#### [ПРЕДЛОЖЕННЫЙ ОТРЫВОК]

╔══

Первый бог никем не выбран, он действительно доброволец, зато второй — не вполне. Затем мы видим обратную ситуацию: второй бог сразу бросается в огонь, зато первый — не сразу. Таким образом, в поведении этих двух божеств каждый раз имеется компонента принуждения. Когда мы переходим от одного бога к другому, то возникают инверсии, которые проявляются и в различиях, и в симметриях. Различия, разумеется, следует учитывать, но, вопреки мнению структуралистов, самыми показательными всегда являются не различия, а, наоборот, симметрии — то есть общие черты обеих жертв.
Миф подчеркивает свободный и добровольный аспект решения: боги великодушны и, в сущности, исключительно по собственной воле предают себя смерти, чтобы гарантировать существование мира и человечества. Тем не менее в обоих случаях мы находим эту приглушенную компоненту принуждения, которая заставляет задуматься.
Маленький бубосо, как только боги его выбирают, выказывает большую покорность. Он в восторге от идеи умереть за такое прекрасное дело, как рождение солнца, но он не доброволец. Несомненно, на всех богах лежит общая вина: они испугались, оробели и не осмелились «предложить себя для выполнения этой роли». Можно сказать, что это вина небольшая. Конечно — но позднее мы увидим, что в мифах вообще есть тенденция преуменьшать вину богов. Тем не менее это все же вина, и бубосо делается ей ненадолго причастен, прежде чем отважно примет возложенную на него миссию.
Нанауацин обладает ярко выраженным признаком, который не может не привлечь нашего внимания, — это «бубас», то есть нарывы, которые делают его прокаженным или чумным, носителем каких-то заразных болезней. В рассматриваемой мною перспективе, то есть в перспективе коллективных гонений, в этом признаке следует опознать предпочтительный признак виктимного отбора — и спросить, не этот ли признак и предопределил выбор жертвы. Тогда у нас появилась бы жертва — и саможертвоприношение превратилось бы в коллективное убийство. Миф, разумеется, не говорит нам, что дело обстоит именно так, но, конечно же, и не следует ждать, чтобы миф сам открывал нам такого рода истину.
Однако миф подтверждает, что Нанауацин мог играть роль козла отпущения, поскольку изображает его как бога,
Заметим попутно, что у ацтеков бог солнца является также и богом чумы, подобно Аполлону у греков. Возможно, и Аполлон больше бы походил на бога ацтеков, если бы олимпийская цензура не очистила его от любых виктимных примет.
Такую же комбинацию мы встречаем во многих местах.

╚══

#### [ИСХОДНЫЕ ДАННЫЕ]
╔══

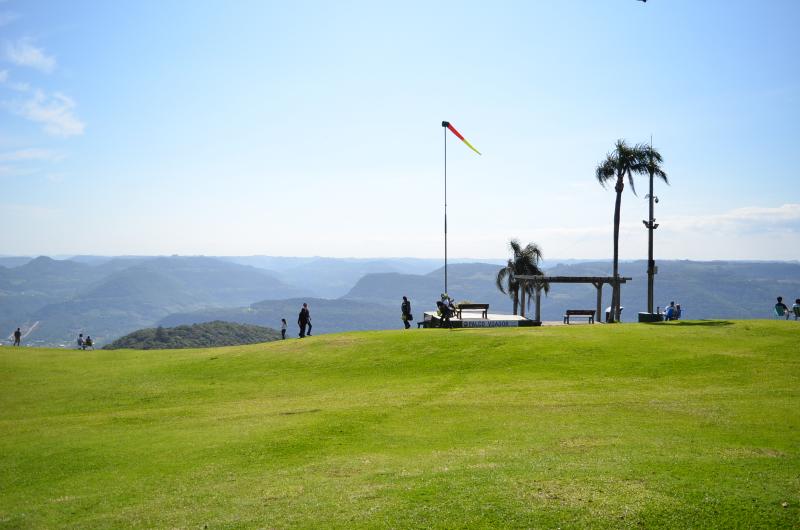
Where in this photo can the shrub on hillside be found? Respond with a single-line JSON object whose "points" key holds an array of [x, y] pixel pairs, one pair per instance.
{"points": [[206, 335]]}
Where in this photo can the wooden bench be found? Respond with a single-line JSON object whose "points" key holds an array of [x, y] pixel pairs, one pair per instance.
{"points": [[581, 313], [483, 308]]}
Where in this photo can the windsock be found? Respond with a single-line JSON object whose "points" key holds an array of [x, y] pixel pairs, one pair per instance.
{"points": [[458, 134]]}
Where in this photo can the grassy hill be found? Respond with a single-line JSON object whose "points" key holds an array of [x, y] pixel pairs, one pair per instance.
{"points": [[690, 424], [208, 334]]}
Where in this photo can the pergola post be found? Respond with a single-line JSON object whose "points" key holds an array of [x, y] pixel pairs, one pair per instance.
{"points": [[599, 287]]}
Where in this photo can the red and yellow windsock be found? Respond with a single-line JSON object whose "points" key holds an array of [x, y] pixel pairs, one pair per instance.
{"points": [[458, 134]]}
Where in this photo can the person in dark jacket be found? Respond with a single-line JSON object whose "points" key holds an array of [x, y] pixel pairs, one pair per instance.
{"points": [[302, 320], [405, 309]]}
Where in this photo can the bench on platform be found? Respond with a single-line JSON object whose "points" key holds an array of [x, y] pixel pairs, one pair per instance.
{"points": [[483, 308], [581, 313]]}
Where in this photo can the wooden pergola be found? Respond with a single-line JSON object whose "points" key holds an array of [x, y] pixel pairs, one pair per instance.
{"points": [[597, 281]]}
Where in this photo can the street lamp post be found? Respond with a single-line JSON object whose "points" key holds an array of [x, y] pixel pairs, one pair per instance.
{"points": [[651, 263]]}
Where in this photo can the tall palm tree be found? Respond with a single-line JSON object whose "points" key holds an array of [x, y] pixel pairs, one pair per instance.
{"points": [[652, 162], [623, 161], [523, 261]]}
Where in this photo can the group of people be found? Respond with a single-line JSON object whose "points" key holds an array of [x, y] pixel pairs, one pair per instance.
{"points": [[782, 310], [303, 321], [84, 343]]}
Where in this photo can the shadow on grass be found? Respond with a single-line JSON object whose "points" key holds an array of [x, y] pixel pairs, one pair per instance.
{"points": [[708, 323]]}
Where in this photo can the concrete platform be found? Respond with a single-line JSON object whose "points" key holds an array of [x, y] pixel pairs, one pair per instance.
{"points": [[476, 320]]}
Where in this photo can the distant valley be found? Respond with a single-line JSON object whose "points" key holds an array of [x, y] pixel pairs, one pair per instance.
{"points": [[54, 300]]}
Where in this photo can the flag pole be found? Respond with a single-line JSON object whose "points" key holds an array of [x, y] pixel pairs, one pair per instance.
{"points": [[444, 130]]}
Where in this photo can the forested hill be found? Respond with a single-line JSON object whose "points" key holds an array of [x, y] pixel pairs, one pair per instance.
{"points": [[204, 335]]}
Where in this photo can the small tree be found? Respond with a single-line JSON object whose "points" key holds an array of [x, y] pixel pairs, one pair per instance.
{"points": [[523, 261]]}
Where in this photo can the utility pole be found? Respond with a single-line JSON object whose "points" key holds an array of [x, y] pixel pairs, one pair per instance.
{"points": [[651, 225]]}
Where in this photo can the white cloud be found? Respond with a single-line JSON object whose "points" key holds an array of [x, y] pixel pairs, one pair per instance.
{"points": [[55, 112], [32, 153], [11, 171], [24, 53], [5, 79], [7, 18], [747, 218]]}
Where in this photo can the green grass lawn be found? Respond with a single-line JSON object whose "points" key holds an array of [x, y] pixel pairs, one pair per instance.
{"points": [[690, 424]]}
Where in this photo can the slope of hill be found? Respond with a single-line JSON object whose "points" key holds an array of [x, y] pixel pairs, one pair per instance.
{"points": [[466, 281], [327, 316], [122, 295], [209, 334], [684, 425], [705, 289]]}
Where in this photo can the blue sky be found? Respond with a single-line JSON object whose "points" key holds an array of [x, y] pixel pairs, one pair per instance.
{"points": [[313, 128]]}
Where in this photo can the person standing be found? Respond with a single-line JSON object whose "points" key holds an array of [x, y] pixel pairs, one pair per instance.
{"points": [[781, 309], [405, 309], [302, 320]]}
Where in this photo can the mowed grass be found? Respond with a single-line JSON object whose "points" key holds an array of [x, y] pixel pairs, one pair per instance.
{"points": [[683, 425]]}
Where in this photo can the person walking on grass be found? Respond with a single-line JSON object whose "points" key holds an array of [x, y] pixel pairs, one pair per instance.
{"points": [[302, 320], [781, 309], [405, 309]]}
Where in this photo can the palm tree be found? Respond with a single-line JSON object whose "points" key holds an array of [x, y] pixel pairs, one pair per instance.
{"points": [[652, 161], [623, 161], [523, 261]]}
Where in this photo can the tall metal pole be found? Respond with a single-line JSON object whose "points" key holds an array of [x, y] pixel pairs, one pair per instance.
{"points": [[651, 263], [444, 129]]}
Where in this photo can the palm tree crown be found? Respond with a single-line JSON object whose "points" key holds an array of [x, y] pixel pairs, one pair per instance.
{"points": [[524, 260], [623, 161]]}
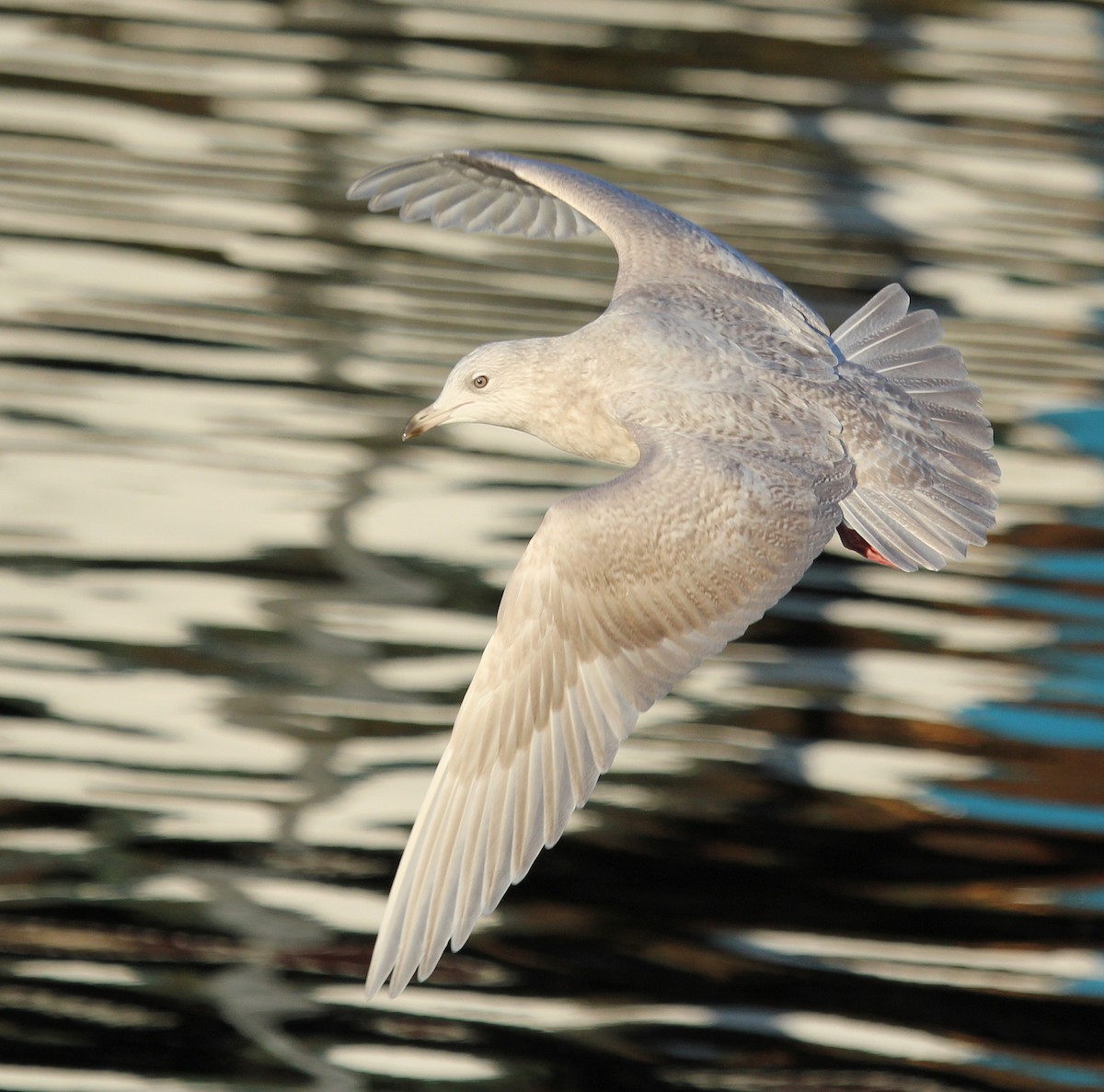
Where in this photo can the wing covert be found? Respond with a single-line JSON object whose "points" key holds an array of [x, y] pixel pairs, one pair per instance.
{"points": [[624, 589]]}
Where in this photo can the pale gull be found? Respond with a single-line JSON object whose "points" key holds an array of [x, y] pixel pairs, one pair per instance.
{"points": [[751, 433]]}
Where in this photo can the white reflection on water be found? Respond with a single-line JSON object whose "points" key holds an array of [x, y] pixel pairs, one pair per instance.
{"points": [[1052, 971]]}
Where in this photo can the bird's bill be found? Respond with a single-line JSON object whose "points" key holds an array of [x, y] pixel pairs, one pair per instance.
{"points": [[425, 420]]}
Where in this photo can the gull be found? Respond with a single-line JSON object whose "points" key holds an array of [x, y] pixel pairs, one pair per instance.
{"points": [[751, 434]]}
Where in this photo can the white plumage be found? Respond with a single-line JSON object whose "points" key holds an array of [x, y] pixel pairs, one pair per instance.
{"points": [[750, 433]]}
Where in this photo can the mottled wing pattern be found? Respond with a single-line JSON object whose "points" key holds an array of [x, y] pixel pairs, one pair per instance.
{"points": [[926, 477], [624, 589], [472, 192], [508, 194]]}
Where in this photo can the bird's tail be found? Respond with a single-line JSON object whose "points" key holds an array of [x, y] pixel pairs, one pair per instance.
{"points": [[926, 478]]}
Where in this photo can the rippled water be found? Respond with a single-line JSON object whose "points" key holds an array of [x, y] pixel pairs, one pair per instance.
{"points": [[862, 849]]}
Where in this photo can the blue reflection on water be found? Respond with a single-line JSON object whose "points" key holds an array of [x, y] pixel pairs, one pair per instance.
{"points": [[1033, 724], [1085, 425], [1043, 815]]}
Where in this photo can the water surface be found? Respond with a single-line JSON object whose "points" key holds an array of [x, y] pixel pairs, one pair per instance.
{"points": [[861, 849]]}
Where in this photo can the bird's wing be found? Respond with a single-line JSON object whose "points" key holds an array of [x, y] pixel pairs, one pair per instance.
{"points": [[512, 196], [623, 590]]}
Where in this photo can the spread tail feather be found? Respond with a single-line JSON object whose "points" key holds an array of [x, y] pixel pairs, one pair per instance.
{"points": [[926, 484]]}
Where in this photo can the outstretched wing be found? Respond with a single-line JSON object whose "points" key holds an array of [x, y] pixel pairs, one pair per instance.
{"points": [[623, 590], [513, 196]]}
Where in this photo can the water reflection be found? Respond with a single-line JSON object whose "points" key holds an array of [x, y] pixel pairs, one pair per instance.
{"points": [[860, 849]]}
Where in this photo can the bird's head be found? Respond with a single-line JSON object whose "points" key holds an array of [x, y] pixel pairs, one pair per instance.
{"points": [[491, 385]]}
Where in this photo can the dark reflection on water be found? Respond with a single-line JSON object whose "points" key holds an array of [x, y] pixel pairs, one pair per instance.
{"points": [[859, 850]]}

╚══
╔══

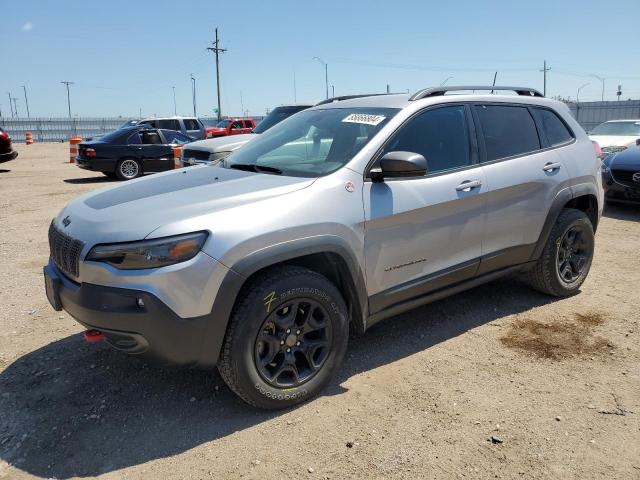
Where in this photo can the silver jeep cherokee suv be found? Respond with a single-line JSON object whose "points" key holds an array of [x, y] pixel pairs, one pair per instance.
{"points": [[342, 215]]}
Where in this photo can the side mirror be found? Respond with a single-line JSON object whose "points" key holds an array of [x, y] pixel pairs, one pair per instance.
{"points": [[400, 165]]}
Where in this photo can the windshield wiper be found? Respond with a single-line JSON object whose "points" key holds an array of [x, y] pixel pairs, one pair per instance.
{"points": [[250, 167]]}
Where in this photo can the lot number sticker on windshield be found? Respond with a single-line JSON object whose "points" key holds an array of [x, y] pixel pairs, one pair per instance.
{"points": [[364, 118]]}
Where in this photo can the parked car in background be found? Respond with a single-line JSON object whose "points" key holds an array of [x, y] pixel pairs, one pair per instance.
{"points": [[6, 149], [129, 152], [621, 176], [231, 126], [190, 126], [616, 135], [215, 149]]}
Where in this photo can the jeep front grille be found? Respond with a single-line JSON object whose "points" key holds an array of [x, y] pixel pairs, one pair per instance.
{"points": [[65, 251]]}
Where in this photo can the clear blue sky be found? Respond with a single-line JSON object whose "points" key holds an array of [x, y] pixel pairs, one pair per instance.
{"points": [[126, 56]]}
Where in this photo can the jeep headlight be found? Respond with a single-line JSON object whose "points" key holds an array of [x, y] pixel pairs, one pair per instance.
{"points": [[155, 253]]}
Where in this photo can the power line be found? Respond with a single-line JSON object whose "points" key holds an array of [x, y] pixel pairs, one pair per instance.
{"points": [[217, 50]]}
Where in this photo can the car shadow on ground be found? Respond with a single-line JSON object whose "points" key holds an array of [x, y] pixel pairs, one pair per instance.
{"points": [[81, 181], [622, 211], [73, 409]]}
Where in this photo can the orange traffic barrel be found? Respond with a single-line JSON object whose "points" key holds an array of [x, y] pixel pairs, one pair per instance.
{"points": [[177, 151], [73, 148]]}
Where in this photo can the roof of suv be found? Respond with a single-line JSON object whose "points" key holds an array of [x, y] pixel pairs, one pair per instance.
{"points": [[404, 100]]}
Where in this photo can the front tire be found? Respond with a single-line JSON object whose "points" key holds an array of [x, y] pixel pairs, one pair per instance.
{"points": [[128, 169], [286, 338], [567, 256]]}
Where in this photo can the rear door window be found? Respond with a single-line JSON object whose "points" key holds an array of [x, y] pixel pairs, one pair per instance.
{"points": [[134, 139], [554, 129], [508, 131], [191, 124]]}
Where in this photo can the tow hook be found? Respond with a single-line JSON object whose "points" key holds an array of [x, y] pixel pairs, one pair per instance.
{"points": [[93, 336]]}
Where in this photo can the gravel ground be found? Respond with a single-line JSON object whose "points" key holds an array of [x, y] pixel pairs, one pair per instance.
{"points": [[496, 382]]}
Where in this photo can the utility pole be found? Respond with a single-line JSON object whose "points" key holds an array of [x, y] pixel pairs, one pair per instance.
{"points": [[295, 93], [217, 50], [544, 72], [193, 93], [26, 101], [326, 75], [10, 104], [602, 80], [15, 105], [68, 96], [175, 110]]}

╚══
╔══

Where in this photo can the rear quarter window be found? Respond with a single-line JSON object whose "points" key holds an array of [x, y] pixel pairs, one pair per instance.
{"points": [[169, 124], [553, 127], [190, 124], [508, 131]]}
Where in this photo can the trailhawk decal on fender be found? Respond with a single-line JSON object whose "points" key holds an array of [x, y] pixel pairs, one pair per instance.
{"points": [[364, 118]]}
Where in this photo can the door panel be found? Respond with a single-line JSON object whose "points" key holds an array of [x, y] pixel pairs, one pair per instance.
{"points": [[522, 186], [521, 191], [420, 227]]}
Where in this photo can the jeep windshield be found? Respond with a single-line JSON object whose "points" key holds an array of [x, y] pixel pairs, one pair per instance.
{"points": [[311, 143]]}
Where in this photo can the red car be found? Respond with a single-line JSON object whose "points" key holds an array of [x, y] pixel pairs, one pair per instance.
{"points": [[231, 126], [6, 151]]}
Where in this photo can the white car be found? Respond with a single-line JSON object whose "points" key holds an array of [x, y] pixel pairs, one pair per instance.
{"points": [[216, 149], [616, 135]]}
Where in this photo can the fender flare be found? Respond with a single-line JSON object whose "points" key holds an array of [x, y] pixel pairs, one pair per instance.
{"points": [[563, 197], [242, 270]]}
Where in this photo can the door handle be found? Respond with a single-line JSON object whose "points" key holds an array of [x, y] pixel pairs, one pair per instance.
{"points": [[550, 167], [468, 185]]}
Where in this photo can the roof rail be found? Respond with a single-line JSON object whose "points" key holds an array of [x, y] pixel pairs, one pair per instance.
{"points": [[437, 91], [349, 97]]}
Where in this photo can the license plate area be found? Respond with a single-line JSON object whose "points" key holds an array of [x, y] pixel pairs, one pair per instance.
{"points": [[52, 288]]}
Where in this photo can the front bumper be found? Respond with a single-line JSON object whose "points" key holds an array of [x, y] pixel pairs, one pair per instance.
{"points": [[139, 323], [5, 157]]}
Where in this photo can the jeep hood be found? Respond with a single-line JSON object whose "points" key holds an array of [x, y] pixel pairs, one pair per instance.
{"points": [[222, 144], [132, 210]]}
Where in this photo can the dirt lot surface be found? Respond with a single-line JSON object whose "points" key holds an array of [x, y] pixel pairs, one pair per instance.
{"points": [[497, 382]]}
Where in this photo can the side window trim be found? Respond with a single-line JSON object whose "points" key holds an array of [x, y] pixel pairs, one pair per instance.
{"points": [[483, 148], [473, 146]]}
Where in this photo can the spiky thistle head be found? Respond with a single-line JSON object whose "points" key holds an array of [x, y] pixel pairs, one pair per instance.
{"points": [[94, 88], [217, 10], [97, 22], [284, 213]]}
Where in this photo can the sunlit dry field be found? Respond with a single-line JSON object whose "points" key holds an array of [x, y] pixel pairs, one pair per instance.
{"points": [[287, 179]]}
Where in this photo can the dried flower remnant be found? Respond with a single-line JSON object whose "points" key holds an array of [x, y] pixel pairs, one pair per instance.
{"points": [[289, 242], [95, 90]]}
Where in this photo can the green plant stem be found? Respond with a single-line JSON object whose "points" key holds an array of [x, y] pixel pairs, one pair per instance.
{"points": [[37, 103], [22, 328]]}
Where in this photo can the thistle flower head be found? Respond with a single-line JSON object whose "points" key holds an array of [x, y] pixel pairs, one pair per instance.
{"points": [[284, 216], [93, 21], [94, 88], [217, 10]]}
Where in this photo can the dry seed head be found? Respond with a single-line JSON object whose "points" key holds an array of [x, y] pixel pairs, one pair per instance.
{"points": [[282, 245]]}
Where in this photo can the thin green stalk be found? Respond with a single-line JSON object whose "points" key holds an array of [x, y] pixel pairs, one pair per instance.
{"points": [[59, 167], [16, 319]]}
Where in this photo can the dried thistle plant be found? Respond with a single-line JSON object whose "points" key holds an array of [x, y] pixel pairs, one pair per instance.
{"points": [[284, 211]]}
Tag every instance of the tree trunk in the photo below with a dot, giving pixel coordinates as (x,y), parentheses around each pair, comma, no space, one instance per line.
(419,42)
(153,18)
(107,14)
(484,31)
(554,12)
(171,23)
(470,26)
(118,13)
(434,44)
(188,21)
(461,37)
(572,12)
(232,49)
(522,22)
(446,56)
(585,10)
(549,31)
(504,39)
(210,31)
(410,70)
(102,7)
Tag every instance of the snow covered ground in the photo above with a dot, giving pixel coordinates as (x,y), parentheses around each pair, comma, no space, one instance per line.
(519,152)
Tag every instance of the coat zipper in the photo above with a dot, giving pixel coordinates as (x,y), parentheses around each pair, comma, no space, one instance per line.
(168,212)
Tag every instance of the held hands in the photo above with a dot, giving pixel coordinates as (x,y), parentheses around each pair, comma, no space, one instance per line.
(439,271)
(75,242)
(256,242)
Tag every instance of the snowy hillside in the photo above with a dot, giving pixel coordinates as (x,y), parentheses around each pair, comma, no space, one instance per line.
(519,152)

╚══

#### [ЗАДАНИЕ A]
Можете ли вы дословно переписать из текста о жертве богов в ацтекском мифе участок от «Однако миф подтверждает, что» до «любых виктимных примет.»?
#### [ЗАДАНИЕ B]
Как мог бы дальше развиваться текст о жертве богов в ацтекском мифе? Продолжите его, начав сразу после последнего предложения.

#### [ПИСЬМЕННЫЙ ОТВЕТ A]
Однако миф подтверждает, что Нанауацин мог играть роль козла отпущения, поскольку изображает его как бога,
Заметим попутно, что у ацтеков бог солнца является также и богом чумы, подобно Аполлону у греков. Возможно, и Аполлон больше бы походил на бога ацтеков, если бы олимпийская цензура не очистила его от любых виктимных примет.

#### [ПИСЬМЕННЫЙ ОТВЕТ B]
Что же общего между чумой и солнцем? Чтобы это понять, нужно отказаться и от пресного символизма, и от мусорного бессознательного, как коллективного, так и индивидуального. В бессознательном мы всегда находим то, что хотим, потому что сами кладем туда то, что нам нужно. Лучше пристально посмотреть на изображенную в мифе сцену. Люди всегда жгут своих бубосо на кострах, потому что они испокон века считают огонь самым радикальным очищением. Эта связь эксплицитно не выражена в нашем мифе, но мы чувствуем ее подспудное присутствие, а другие американские мифы выражают ее эксплицитно. Чем сильнее угроза заразы, тем необходимей для борьбы с ней пламя. Но если затем механизм козла отпущения приведет к каким-то благим последствиям, то палачи, как оно всегда и бывает, обратятся к своей жертве, которую считали виновной в эпидемии, и теперь сочтут ее ответственной за исцеление. По своему происхождению солнечные боги — это больные, которые считались столь опасными, что требовалось огромное пламя Теотиуакана, настоящего искусственного солнца, чтобы уничтожить их до последнего атома. Но если болезнь вдруг отступала, то сожженная жертва становилась божественной именно потому, что была сожжена, потому, что слилась воедино с тем костром, который должен был ее уничтожить и который таинственным образом превратил ее в благую силу. Таким образом жертва преображается в негасимое пламя, освещающее человечество. Но где же находится это пламя? Задать этот вопрос — уже значит на него ответить. Конечно же, это солнце или, по крайней мере, луна и звезды. Только они светят людям постоянно. Правда, нигде не сказано, что они будут светить им вечно, — и чтобы заручиться их доброжелательством, нужно их кормить и развлекать жертвами, воспроизводя процесс возникновения этих светил; нужны все новые и новые жертвы.
Свои злые и благие деяния бог совершает одним и тем же способом — меча в толпу свои лучи. Эти лучи приносят свет, тепло и плодородие, но они же приносят и чуму. То есть они превращаются в те самые стрелы, которые рассерженный Апполон пускал в фиванцев. В конце Средневековья мы снова встречаем все эти мотивы в культе святого Себастьяна, и они образуют целостную систему гонительской репрезентации. Они, как обычно, организованы эффектом козла отпущения, но эффектом уже очень ослабленным[25].